### TASK GOAL
Answer these questions about the post on beauty below:
1. What country is the writer's correspondent from?
2. Whose writings has the correspondent asked the writer to clarify?
3. In the quoted passage, beauty is never an expression of what?

### EXTRACT
_ _ _ _
Of Beauty and Beautiful Things

Although I've been using this site to post a number of lengthy pieces I've been working on regarding questions of moral valuation (distinguishing and justifying claims of moral goodness), I thought I'd change my focus briefly as we head into the new year. A correspondent of mine from India who has evinced an interest in Western philosophy and has been in touch with me about some of its issues, particularly seeking clarifications on his Wittgenstein readings, sent me a quote (unsourced) this morning concerning the matter of beauty. In fact, his questions have been the prompt for many of the articles I've been moved to write and post here since this site began. But in this case I have no lengthy article in mind. Still his implicit question got me to thinking a bit and I thought I'd say something about his message here (in case he's reading along or others have comments).

He sent me this passage:

Beauty is never an expression of the individual, its idea includes the perfection of those tendencies of form whose expression marks the outlines of the race. Therefore in attaining beauty something becomes perfected, which is more than individual.

I offered the following response:

This is a sentiment I simply don't understand. It sounds pretty, even impressive and yet when I try to make sense of it from my own experience, I cannot. What is beautiful, in my lexicon, are a great many things, all of which have in common only the fact that they appeal to me in a certain way.
_ _ _ _
Rows from a pointing dataset:
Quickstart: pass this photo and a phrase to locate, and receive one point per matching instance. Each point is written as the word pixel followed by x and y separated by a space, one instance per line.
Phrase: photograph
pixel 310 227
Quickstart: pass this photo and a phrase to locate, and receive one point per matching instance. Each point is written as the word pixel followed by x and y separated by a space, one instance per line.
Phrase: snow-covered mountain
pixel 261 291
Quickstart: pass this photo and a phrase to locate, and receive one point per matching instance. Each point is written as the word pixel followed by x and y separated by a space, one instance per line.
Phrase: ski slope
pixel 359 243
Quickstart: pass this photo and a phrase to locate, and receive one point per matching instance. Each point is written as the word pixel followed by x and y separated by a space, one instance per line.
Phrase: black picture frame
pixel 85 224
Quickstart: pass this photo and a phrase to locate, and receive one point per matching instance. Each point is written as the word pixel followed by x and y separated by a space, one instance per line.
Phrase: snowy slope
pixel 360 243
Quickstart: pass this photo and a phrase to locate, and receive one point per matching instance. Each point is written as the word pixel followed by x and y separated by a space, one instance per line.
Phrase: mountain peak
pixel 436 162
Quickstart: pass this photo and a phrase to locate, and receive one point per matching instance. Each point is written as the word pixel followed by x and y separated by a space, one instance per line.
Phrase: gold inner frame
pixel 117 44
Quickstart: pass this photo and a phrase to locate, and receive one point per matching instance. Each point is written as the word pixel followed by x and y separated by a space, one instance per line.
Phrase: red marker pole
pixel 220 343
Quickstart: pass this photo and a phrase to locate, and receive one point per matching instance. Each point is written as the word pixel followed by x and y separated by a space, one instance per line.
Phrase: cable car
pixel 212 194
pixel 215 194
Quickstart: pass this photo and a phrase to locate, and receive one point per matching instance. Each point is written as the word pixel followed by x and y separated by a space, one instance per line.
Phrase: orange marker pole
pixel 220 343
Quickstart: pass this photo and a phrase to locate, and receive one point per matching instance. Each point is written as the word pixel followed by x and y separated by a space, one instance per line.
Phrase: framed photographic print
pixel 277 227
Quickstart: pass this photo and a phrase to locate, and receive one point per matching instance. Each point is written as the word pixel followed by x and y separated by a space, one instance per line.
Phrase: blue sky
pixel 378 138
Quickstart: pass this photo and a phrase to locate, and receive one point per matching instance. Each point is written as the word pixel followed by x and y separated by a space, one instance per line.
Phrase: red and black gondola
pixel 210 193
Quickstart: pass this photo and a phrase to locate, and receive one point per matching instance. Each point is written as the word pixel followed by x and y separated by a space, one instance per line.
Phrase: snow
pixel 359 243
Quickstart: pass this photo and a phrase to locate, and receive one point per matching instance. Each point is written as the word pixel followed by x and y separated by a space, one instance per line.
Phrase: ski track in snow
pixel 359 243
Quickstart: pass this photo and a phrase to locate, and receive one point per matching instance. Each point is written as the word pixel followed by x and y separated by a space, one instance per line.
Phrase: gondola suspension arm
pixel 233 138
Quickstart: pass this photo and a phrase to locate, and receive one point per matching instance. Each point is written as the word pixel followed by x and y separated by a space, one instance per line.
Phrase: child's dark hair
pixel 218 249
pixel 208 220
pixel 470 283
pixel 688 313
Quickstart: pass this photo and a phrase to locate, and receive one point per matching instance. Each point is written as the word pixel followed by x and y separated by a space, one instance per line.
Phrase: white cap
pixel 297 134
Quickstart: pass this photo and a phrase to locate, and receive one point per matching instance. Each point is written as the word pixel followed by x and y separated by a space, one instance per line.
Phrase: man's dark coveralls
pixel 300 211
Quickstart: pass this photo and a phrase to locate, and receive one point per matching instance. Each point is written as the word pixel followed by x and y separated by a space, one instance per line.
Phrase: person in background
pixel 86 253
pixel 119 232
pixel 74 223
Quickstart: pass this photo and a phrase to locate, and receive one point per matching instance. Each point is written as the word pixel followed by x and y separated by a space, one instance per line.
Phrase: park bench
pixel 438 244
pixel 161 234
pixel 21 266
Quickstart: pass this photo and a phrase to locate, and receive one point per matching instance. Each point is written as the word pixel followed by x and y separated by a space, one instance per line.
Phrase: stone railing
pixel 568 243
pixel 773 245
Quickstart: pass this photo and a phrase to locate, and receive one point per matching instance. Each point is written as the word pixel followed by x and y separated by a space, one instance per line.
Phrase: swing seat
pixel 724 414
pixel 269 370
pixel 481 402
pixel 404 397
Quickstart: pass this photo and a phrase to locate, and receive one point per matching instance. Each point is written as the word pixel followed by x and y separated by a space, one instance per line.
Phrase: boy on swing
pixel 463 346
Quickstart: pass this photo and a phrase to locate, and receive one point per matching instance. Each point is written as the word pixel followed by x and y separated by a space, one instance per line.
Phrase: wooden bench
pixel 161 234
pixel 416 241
_ _ _ _
### RESPONSE BELOW
1. India
2. Wittgenstein's
3. The individual